EXERCISE TASK: Show every line in the listing below that contains the string "surface".

DATA FOR THE TASK:

____

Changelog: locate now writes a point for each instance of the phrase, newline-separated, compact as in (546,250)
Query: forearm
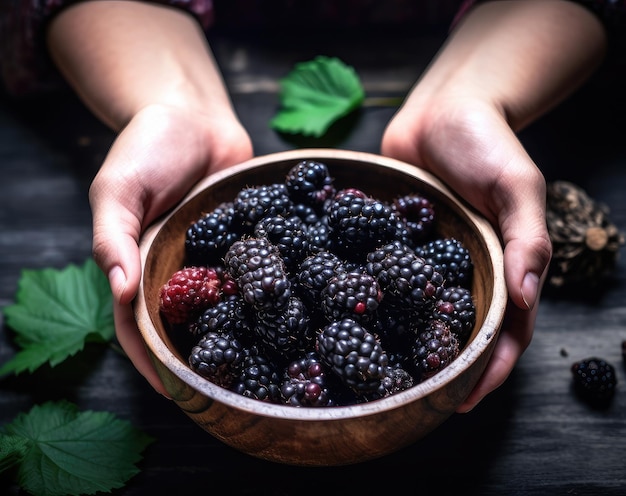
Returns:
(522,57)
(122,56)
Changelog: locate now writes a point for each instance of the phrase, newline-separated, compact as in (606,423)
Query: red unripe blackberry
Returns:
(188,293)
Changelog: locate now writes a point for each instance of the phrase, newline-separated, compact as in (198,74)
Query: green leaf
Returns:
(12,451)
(67,452)
(56,312)
(315,94)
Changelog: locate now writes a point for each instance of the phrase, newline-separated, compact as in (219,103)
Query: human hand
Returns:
(153,163)
(470,146)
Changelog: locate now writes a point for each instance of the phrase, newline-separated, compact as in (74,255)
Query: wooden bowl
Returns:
(332,435)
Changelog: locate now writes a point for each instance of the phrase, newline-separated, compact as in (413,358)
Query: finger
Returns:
(131,341)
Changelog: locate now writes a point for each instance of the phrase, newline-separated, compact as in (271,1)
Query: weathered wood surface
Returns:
(531,437)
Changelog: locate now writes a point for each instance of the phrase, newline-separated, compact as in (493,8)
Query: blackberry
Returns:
(307,213)
(405,277)
(359,223)
(434,348)
(594,380)
(456,307)
(449,257)
(309,182)
(217,357)
(418,213)
(287,332)
(354,354)
(351,294)
(227,316)
(315,272)
(319,236)
(394,327)
(260,273)
(395,380)
(188,292)
(253,203)
(288,234)
(304,383)
(208,238)
(259,378)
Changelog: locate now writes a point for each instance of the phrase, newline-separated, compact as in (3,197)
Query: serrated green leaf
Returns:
(315,94)
(12,451)
(72,453)
(56,312)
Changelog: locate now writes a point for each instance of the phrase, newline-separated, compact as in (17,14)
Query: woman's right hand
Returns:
(152,164)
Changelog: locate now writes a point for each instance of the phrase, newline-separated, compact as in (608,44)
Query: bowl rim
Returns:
(488,332)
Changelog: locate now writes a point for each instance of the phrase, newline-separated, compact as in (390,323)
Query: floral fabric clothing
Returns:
(25,67)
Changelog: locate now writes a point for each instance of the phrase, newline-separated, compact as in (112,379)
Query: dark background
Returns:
(532,436)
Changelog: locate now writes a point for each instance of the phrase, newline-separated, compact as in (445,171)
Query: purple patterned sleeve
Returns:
(24,65)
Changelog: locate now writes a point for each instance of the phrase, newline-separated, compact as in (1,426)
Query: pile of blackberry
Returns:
(305,294)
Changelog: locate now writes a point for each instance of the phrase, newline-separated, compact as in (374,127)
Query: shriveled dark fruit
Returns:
(304,383)
(354,354)
(456,307)
(188,292)
(217,356)
(594,380)
(418,212)
(396,379)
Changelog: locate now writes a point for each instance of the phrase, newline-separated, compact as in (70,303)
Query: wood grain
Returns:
(530,437)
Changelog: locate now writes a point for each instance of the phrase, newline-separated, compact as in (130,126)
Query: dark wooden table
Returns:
(530,437)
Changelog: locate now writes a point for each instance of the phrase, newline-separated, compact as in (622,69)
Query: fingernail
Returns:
(530,286)
(117,280)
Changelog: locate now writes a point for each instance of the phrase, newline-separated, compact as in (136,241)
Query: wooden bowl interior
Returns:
(223,412)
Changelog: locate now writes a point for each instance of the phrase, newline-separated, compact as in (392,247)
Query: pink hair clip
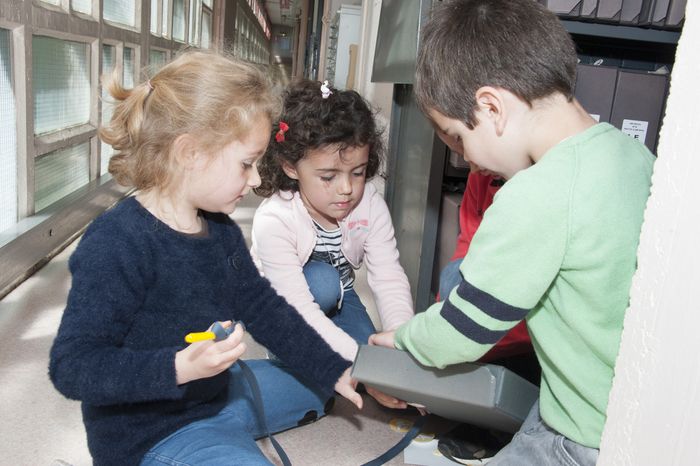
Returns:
(325,90)
(284,127)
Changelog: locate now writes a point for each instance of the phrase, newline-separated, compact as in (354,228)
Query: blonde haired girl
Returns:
(170,261)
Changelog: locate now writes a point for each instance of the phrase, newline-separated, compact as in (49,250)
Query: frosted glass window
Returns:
(206,30)
(154,16)
(129,70)
(61,74)
(179,20)
(109,60)
(8,148)
(166,18)
(120,11)
(83,6)
(195,17)
(157,58)
(59,173)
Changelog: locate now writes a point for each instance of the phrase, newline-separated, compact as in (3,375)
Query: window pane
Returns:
(109,60)
(179,20)
(8,148)
(154,16)
(120,11)
(61,73)
(83,6)
(59,173)
(157,59)
(129,70)
(195,18)
(166,18)
(206,30)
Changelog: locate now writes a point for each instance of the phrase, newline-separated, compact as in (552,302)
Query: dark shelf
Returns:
(618,31)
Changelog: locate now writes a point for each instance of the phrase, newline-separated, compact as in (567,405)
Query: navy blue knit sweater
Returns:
(138,288)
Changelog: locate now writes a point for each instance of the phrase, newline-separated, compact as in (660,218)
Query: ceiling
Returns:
(283,12)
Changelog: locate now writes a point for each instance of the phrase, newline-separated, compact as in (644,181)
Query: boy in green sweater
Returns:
(558,246)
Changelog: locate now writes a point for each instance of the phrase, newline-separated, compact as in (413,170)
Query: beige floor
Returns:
(39,426)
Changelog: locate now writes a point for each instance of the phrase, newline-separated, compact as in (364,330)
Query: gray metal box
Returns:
(595,89)
(481,394)
(638,106)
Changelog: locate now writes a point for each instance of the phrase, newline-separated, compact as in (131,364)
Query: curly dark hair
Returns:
(344,119)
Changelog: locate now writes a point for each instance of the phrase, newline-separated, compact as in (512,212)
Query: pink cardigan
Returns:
(284,237)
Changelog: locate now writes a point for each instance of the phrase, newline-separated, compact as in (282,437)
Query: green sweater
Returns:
(558,247)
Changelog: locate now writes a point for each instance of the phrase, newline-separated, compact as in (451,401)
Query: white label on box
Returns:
(635,128)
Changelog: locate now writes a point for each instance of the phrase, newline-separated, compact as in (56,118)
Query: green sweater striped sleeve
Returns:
(514,256)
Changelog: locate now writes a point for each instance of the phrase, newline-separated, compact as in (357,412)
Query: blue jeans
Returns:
(229,437)
(324,283)
(450,277)
(537,444)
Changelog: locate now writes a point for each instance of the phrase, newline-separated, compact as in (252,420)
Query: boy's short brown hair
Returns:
(517,45)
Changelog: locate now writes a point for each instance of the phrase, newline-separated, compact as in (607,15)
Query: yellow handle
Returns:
(199,336)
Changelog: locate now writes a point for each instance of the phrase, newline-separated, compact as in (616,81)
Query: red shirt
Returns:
(477,198)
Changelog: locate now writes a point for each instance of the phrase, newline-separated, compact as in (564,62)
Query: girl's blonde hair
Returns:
(213,98)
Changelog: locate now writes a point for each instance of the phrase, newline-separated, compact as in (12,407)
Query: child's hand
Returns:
(346,387)
(386,400)
(382,339)
(208,358)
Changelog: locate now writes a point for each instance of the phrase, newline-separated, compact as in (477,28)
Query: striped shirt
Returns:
(327,250)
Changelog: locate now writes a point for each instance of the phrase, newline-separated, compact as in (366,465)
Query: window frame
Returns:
(37,237)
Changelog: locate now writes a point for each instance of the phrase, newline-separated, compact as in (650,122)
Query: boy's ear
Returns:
(491,106)
(290,170)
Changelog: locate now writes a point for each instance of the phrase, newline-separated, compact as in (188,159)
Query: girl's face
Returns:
(221,179)
(331,181)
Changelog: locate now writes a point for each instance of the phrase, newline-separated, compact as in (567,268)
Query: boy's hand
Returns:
(346,387)
(386,400)
(208,358)
(382,339)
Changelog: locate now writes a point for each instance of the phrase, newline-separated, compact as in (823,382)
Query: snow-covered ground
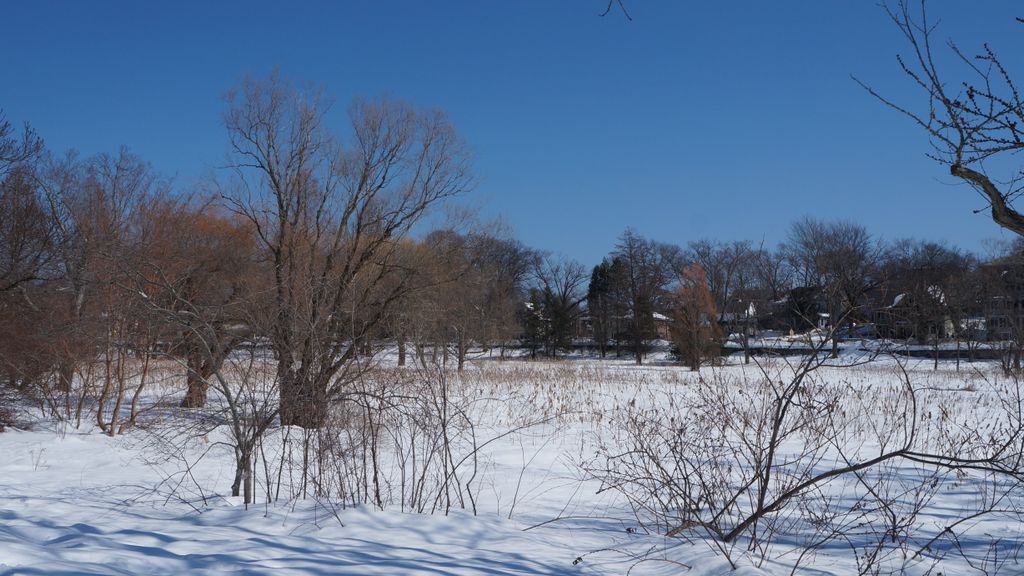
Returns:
(76,501)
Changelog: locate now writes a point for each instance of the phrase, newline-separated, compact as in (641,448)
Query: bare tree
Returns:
(649,269)
(694,326)
(558,287)
(16,148)
(840,258)
(971,110)
(329,216)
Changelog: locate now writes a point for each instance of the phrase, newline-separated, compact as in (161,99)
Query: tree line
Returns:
(306,247)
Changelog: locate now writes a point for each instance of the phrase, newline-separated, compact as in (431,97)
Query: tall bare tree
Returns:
(328,215)
(649,269)
(971,110)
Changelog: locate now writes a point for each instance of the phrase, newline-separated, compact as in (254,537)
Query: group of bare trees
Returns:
(834,277)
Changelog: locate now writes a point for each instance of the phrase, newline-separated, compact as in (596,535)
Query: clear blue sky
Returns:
(723,120)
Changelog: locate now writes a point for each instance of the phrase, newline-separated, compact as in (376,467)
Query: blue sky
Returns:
(723,120)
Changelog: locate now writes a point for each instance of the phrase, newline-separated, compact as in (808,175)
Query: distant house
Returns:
(921,317)
(1004,298)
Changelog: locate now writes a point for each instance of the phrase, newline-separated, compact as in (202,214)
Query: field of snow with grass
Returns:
(542,484)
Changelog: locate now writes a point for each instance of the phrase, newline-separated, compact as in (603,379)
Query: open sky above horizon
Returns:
(722,120)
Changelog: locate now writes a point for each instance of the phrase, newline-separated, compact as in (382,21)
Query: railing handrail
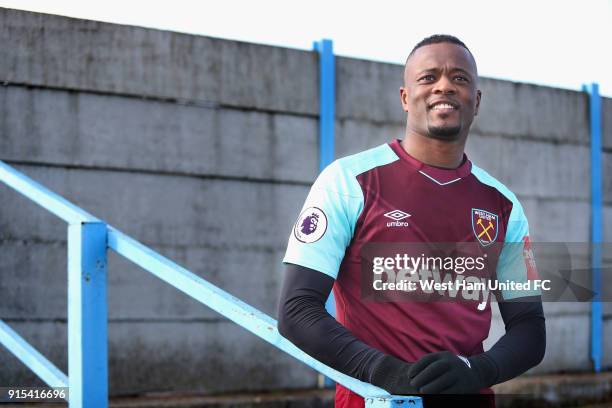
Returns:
(189,283)
(42,196)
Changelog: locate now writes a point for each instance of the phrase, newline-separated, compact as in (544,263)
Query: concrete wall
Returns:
(204,149)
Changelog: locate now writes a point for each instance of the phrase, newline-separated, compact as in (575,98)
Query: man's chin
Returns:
(444,132)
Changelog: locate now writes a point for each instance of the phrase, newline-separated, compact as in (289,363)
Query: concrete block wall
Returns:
(204,149)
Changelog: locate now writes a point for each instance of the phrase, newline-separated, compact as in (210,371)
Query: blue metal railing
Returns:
(596,223)
(88,240)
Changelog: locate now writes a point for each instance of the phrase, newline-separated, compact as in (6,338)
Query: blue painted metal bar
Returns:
(596,223)
(87,315)
(28,355)
(227,305)
(43,196)
(394,401)
(327,114)
(327,94)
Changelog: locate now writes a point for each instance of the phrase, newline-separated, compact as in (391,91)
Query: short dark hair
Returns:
(437,39)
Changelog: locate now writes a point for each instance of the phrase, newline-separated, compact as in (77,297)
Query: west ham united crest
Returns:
(484,225)
(311,225)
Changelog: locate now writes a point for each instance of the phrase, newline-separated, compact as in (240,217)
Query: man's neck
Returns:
(434,152)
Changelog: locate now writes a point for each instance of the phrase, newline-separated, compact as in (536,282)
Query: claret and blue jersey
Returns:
(383,195)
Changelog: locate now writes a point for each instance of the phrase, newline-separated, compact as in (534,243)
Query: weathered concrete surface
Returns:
(144,356)
(204,149)
(60,52)
(113,132)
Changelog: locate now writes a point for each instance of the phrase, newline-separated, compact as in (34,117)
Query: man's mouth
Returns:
(444,106)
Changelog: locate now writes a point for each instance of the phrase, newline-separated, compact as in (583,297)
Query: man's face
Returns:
(439,91)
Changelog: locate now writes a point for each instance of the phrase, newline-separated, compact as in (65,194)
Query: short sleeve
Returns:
(516,263)
(325,225)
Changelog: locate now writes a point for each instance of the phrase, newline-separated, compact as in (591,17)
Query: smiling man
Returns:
(434,194)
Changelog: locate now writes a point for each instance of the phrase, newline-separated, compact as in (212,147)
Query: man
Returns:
(434,194)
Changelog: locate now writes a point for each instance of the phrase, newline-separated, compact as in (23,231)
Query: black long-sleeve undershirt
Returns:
(302,318)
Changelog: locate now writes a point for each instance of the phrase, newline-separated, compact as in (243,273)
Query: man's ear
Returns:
(404,98)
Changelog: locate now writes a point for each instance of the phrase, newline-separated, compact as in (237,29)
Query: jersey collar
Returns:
(436,174)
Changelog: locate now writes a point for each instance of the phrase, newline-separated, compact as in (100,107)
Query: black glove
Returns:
(391,374)
(445,373)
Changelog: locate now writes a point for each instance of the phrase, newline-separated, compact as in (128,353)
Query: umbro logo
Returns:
(397,216)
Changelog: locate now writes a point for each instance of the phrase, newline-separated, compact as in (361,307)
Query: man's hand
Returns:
(444,373)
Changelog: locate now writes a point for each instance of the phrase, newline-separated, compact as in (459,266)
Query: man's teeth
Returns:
(443,106)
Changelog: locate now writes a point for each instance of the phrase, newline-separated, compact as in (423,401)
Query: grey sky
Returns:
(555,43)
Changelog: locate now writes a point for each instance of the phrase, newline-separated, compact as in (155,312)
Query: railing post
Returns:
(87,315)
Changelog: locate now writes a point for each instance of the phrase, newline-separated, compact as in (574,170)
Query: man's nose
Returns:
(445,86)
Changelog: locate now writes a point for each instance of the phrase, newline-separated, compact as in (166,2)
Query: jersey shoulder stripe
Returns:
(337,198)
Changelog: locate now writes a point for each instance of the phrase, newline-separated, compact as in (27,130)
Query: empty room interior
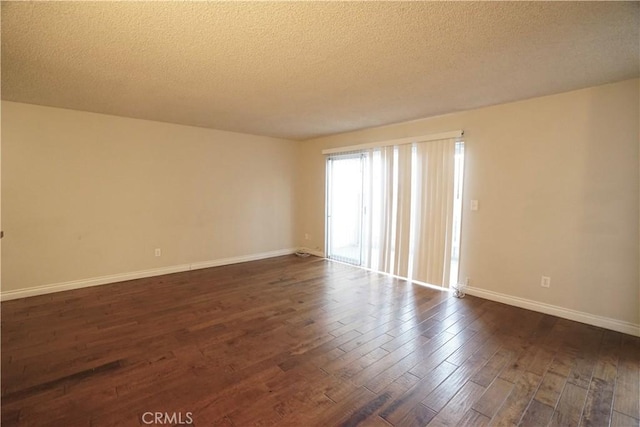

____

WORKED SOLUTION:
Query: weathered wood surface
Query: weathered concrete surface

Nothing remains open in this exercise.